■ Data provided

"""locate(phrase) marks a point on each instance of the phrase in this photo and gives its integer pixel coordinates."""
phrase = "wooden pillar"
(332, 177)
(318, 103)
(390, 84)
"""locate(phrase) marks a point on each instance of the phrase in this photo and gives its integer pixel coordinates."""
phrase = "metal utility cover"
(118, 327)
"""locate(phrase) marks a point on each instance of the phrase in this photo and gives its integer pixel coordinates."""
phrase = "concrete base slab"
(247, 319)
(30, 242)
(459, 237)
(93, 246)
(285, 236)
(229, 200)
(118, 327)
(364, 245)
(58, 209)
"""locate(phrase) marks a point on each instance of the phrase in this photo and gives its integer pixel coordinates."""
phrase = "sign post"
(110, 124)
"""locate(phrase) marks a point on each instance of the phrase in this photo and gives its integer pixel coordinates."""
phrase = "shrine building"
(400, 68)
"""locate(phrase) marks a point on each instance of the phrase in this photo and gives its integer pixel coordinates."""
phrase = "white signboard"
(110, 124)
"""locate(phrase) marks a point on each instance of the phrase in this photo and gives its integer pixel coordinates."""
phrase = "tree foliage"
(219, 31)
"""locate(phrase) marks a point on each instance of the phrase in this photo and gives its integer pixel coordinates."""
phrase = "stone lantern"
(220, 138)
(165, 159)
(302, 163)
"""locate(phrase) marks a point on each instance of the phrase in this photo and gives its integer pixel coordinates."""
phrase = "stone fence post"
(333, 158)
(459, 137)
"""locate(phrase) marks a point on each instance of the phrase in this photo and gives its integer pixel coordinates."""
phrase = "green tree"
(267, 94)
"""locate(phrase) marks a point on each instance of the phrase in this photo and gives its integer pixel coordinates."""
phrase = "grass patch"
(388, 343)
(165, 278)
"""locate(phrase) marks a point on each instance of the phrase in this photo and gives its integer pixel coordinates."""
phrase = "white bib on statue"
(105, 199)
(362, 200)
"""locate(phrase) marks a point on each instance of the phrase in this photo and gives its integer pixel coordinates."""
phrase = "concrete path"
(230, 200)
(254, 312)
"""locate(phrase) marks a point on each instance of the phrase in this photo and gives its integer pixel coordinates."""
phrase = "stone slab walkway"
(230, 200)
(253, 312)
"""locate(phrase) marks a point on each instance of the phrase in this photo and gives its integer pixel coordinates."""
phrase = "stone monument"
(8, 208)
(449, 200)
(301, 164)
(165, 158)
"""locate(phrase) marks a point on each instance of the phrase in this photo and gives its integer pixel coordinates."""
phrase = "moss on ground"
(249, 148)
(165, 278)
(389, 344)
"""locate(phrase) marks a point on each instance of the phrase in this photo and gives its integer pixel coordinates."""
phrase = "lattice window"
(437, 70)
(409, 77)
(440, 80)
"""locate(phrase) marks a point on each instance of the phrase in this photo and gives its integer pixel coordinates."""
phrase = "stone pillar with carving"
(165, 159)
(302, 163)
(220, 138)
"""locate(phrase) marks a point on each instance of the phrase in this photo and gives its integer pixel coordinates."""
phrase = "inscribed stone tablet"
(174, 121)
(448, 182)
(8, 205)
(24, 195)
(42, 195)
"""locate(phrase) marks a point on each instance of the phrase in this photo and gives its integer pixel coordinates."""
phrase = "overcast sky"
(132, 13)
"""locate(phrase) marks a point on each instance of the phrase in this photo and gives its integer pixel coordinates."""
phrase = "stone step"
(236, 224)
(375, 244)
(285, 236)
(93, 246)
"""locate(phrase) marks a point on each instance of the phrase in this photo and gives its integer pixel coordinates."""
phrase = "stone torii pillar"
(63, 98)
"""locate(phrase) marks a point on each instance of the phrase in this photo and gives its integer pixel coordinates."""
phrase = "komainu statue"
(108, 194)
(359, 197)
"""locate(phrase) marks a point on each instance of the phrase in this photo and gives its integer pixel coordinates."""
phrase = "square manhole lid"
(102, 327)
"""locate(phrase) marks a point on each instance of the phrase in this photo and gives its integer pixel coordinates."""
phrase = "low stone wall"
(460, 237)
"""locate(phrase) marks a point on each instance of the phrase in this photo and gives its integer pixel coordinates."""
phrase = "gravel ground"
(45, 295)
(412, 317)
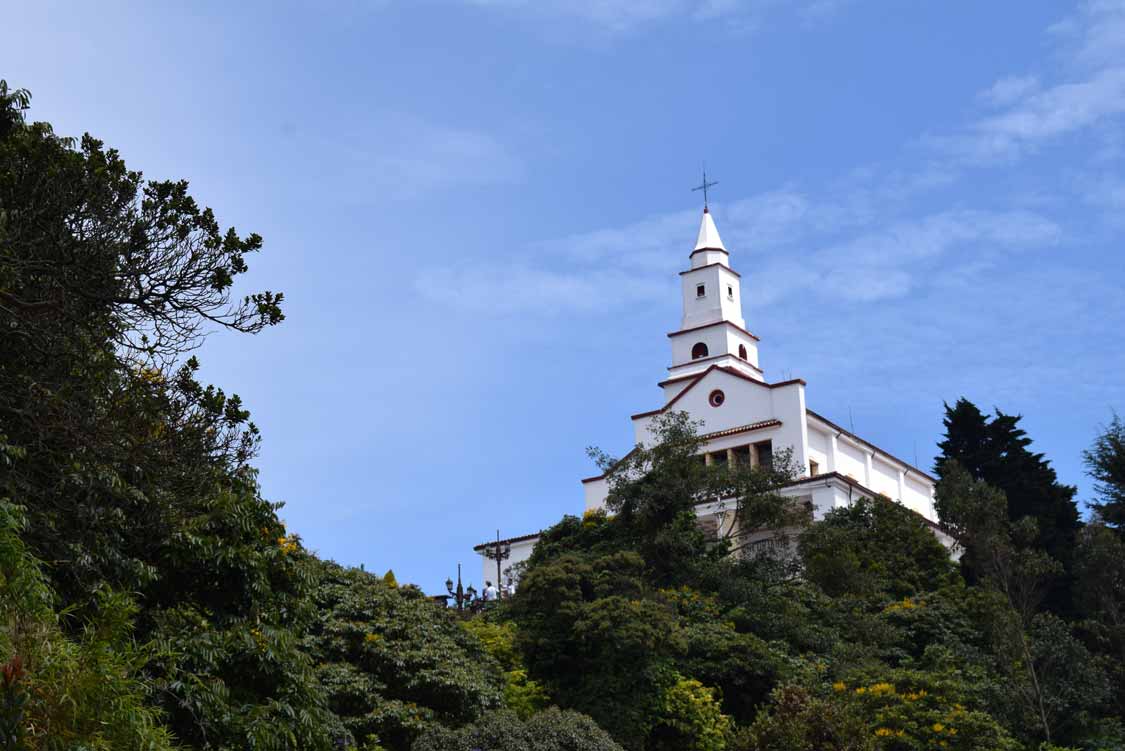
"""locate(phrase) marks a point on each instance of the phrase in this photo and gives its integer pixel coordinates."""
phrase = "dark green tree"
(547, 731)
(1105, 462)
(393, 661)
(1053, 688)
(997, 451)
(876, 550)
(135, 476)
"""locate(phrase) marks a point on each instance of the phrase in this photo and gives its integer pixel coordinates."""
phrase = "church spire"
(712, 331)
(709, 235)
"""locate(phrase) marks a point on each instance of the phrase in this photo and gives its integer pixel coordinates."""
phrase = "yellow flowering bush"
(918, 711)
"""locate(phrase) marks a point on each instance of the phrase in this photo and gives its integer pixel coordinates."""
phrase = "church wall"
(595, 491)
(884, 478)
(851, 461)
(713, 337)
(714, 305)
(818, 450)
(918, 496)
(521, 551)
(735, 338)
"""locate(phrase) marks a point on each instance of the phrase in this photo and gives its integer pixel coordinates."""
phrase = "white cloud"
(1009, 90)
(790, 246)
(405, 156)
(618, 16)
(1031, 115)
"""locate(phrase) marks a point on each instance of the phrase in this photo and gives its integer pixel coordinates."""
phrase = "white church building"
(716, 378)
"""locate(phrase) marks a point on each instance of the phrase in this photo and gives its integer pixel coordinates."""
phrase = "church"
(716, 378)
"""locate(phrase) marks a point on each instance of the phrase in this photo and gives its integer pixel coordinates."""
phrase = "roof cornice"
(717, 323)
(729, 371)
(869, 444)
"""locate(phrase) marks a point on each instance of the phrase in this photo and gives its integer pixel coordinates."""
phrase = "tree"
(1105, 462)
(394, 662)
(57, 690)
(874, 549)
(997, 452)
(655, 489)
(135, 476)
(1052, 682)
(799, 721)
(552, 730)
(1099, 571)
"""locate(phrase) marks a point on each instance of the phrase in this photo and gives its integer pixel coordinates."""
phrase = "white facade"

■ Action item
Print each record exactly as it stands, leaving the images out.

■ Answer section
"""locate(phrase) marks a point on each instance of the phrase in this photo and gives its integer pixel coordinates."""
phrase = "wooden pillar"
(332, 177)
(318, 103)
(390, 84)
"""locate(phrase) marks a point on each instance of the phrase in this photo and gives its integer pixel coordinates."""
phrase = "metal utility cover"
(118, 327)
"""locate(phrase) marks a point on each instance of the phrase in this photo and gives its integer pixel coordinates."""
phrase = "concrete base slab"
(247, 319)
(30, 242)
(459, 237)
(93, 246)
(285, 236)
(229, 200)
(118, 327)
(364, 245)
(58, 209)
"""locate(phrase) marks a point on each instance of the phrase in this photo and gives its integer pixel coordinates."""
phrase = "sign post"
(110, 124)
"""locate(phrase) marks a point on each instance of the phrase in this photo and gives its integer pixel coordinates."""
phrase = "shrine building"
(400, 68)
"""locate(phrase) marks a point on each instance of the phrase in this photo and gives its integer pixel coordinates."""
phrase = "white signboard"
(110, 124)
"""locate(phrase) marks a point on each instance of the phrase in this photo and gives its integer pixel coordinates."""
phrase = "tree foliage"
(219, 31)
"""locate(phrase) marks a point on each instance of the phrase in this photo and gives its integer pixel coordinates."""
phrase = "stone lantern"
(220, 138)
(165, 159)
(302, 163)
"""locate(phrase) marks a point on each instance of the phrase in this photo and gives its integer pixel coordinates."""
phrase = "stone fence post"
(333, 158)
(459, 137)
"""locate(phrase) marks a point on each instance of the phrase in this photo and gives its integer pixel coordinates."""
phrase = "green tree"
(267, 94)
"""locate(phrase) marks a point on each instance of the phrase in this photo and gives its integer pixel coordinates."""
phrase = "grass patch"
(388, 343)
(165, 278)
"""locate(phrase) marks a point on each instance of the phrase in this photo and gives its integer pixel coordinates."""
phrase = "white bib on statue"
(105, 199)
(362, 200)
"""locate(phrase) marks a point on each instance of the phrase in this photo and gives its integer pixel coordinates."""
phrase = "concrete path"
(230, 200)
(254, 312)
"""locate(phrase) marks a point on each instance of the phrase in this photo and gives its integer pixel coordinates."""
phrase = "stone slab walkway"
(230, 200)
(253, 312)
"""locate(phrase) marks a point on each instance of the phrase in this photo and gives its integer pixel coordinates."""
phrase = "stone monument"
(8, 208)
(449, 200)
(301, 164)
(165, 158)
"""locate(phrase) marks a point on each instance of the phrase in this photo and gives its integer pixel coordinates."""
phrase = "moss on ground"
(249, 148)
(165, 278)
(389, 344)
"""locate(phrase) marks a point on each instance of the phrase in this photo and gives its integer pixel coordinates."""
phrase = "lattice window"
(437, 70)
(409, 77)
(440, 80)
"""locate(phrase) marks a point on each instance of the phrase in this photo and gives its integer pixel coordinates."""
phrase = "stone pillar with carving"
(165, 159)
(302, 163)
(220, 138)
"""locate(phrase) marks a point on each instance of the phrase in this photo and gives its integer pixel coordinates."""
phrase = "inscribed stone tablet"
(174, 121)
(448, 182)
(8, 205)
(24, 195)
(42, 195)
"""locate(phrase) marks a point on each instance of the phrase in this photo and gives its integer pixel coordinates."""
phrase = "overcast sky"
(132, 13)
"""locate(phrase) marks a point on each instance of the phrase in this photo and gives its integer pixel coordinates."""
phrase = "stone step"
(236, 224)
(375, 244)
(285, 236)
(93, 246)
"""locate(phrase) marks a point on each instance of the phrase in this photo and gives its integer pixel coordinates."""
phrase = "stone torii pillar"
(63, 98)
"""locate(phrase) marks a point on each instance of the phrase in this photo and gives its integer pixel coordinates."""
phrase = "komainu statue"
(108, 194)
(359, 197)
"""locate(phrase) marks a point on each instance of the phrase in this photo and gives its integer pixel coordinates."""
phrase = "square manhole lid"
(102, 327)
"""locate(phrase) marks a point on each instance of the phrase in this photo and gives its integer pixel coordinates."""
phrase = "low stone wall"
(460, 237)
"""locate(phrase) marks a point on each instance of the phrase in this photo and gives its integer pixel coordinates."""
phrase = "gravel ground"
(45, 295)
(412, 317)
"""locate(phrase) marks a point on each instance of the phrase in this photo and gives its integer pixel coordinates."""
phrase = "dark green tree"
(547, 731)
(1105, 462)
(393, 661)
(1053, 688)
(997, 451)
(876, 550)
(135, 476)
"""locate(phrase) marks a point on each instance of the phrase in this photo and gives its integer pixel coordinates."""
phrase = "church spire"
(712, 331)
(709, 235)
"""locate(phrase) marks a point on each instance of the phrase in this photo and gives its integer pixel coordinates."""
phrase = "yellow flowering bush"
(918, 711)
"""locate(phrase) marks a point on each instance of the phrase in this photo and gives its integer pixel coordinates."""
phrase = "church wall"
(595, 491)
(884, 478)
(851, 461)
(713, 337)
(714, 305)
(818, 450)
(918, 496)
(521, 551)
(735, 338)
"""locate(phrase) marks a point on each instance of the phrase in this photo and gives its integer pixel coordinates."""
phrase = "white cloud"
(1009, 90)
(790, 246)
(405, 156)
(618, 16)
(1031, 115)
"""locate(phrase) marks a point on each instance of the phrase in this photo and gives its integer pixel coordinates."""
phrase = "white church building"
(716, 378)
"""locate(phrase) marks a point on each instance of the phrase in this photo and gives its integer pixel coordinates."""
phrase = "church"
(716, 378)
"""locate(phrase) marks a point on each instance of the phrase in this photo and gives its integer pixel coordinates."""
phrase = "roof cornice"
(717, 323)
(729, 371)
(869, 444)
"""locate(phrase) marks a point on each instance of the phrase in this photo and gives its integer pixel coordinates."""
phrase = "tree"
(1105, 462)
(394, 662)
(57, 690)
(874, 549)
(997, 452)
(655, 489)
(135, 476)
(1052, 682)
(799, 721)
(552, 730)
(1099, 571)
"""locate(phrase) marks a point on each instance of the phrase in this photo and gives its integer pixel coordinates."""
phrase = "white facade"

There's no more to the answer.